→ Stated problem 1: In the staking passage, which firm did Lido partner with to insure Ethereum staking against slashing?
→ Stated problem 2: Extract from the staking passage the span that begins at the words "To avoid slashing risks, there" and stops after "to avoid slashing.".

→ Source passage:
--- --- ---

To avoid slashing risks, there are also insurance products for validators. Lido partnered with Unslashed Finance to provide insurance for approximately $200 million worth of Ethereum staking in February 2021 to avoid slashing.

How the Staking Market Will Develop Next

Currently, the staking ecosystem has gradually been established. Major players have gained a strong position in the market. The overall staking market will continue to grow, as the staking ratio of ETH remains low compared to other PoS assets. We are optimistic about the future of the staking market.

Staked assets are similar to purchasing government bonds. Institutions and large whales are willing to buy these assets. However, a significant difference between government bonds and staking is that staking returns are not fixed. Staking rewards vary based on network conditions. To make the annualized yield more stable, we expect fixed annualized yields and long-term staked assets to emerge.

Currently, the token economics of liquid staking protocols fail to capture real value. As income and total locked value rise, the token prices of these liquid staking protocols gradually decline. We need a better token economics design to support staking protocols. Currently, the income of staking protocols is not shared with token holders, making the tokens purely governance tokens.

--- --- ---

→ Material:

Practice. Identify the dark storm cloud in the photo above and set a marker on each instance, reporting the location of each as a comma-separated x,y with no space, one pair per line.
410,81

--- --- ---

→ Result 1: Unslashed Finance

→ Result 2:
To avoid slashing risks, there are also insurance products for validators. Lido partnered with Unslashed Finance to provide insurance for approximately $200 million worth of Ethereum staking in February 2021 to avoid slashing.